(Data for this exercise):
═══
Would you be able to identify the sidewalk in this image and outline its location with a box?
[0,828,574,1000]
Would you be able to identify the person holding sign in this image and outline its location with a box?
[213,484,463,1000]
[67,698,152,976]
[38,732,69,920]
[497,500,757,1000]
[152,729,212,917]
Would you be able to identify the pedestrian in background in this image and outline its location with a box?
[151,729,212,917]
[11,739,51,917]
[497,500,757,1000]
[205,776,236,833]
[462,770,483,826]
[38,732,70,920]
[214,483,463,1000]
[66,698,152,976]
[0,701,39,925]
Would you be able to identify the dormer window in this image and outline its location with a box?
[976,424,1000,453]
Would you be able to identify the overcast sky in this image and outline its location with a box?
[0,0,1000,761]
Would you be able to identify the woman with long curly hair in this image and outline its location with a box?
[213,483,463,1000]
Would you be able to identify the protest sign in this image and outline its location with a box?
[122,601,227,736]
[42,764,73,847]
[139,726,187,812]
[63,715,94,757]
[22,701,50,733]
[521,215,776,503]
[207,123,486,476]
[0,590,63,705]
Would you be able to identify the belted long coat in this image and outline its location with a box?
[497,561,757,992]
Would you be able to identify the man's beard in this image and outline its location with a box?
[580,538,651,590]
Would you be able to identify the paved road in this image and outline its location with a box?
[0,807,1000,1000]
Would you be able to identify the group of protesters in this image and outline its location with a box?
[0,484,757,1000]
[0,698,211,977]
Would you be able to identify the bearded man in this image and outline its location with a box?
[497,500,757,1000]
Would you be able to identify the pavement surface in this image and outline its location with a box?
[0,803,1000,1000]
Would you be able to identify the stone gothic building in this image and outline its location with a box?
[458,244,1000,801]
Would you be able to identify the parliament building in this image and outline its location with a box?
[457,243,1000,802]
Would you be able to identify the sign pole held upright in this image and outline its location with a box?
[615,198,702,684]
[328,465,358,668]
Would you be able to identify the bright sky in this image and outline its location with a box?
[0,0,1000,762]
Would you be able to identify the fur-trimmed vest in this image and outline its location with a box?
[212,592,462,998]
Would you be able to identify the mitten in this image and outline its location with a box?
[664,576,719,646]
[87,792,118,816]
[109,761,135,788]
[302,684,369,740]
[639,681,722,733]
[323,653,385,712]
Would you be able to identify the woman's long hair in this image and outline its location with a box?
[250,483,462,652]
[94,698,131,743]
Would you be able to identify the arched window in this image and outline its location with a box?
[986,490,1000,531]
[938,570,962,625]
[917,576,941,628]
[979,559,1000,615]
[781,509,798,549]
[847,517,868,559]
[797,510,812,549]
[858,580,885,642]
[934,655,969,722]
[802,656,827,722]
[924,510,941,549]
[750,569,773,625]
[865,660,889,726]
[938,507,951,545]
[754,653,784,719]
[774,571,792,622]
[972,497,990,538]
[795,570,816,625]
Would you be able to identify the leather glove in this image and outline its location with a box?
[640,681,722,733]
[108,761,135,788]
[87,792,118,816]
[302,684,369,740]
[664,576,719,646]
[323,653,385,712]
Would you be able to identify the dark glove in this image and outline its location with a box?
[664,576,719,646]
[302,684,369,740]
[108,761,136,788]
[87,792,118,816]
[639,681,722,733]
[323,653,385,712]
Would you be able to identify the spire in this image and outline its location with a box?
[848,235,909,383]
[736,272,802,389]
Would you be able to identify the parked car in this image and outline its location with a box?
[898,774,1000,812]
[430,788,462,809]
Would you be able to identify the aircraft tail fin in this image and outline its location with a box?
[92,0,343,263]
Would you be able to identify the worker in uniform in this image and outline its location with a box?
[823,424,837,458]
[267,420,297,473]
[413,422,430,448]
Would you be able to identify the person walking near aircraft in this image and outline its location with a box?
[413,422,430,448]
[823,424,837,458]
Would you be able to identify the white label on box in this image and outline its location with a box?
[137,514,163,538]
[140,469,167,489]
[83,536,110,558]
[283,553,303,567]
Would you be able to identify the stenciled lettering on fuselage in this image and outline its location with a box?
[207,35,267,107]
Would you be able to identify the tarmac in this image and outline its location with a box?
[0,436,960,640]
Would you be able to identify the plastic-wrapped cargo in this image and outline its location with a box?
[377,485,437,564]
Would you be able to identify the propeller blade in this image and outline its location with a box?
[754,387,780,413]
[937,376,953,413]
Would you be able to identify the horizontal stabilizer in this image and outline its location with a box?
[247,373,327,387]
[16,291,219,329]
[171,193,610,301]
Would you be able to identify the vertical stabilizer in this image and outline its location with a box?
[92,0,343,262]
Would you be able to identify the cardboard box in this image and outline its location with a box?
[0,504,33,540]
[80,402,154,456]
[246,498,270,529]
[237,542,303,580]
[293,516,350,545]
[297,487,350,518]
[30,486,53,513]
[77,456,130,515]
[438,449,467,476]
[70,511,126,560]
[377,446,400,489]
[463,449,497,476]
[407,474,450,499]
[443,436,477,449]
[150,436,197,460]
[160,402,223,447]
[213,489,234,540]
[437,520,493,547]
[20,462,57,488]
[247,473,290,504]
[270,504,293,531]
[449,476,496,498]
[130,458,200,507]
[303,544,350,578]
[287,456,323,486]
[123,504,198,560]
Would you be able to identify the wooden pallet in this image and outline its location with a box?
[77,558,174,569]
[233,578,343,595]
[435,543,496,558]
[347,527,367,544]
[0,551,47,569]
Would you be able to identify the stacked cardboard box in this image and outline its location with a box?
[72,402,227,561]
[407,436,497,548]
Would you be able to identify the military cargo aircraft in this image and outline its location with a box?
═══
(What you should do):
Reproduce without alteration the items from the line containing "Would you be able to identify the group" up to and including the line containing "[0,803,1000,1000]".

(Result of the exercise):
Would you be able to identify the group of protesters in this image and outline its location with a box?
[0,484,757,1000]
[0,698,211,977]
Would you be able to identify the bearded man in this image and outline its location with a box?
[497,500,757,1000]
Would you be able to identify the pavement surface in this image and outline its location with a box?
[0,803,1000,1000]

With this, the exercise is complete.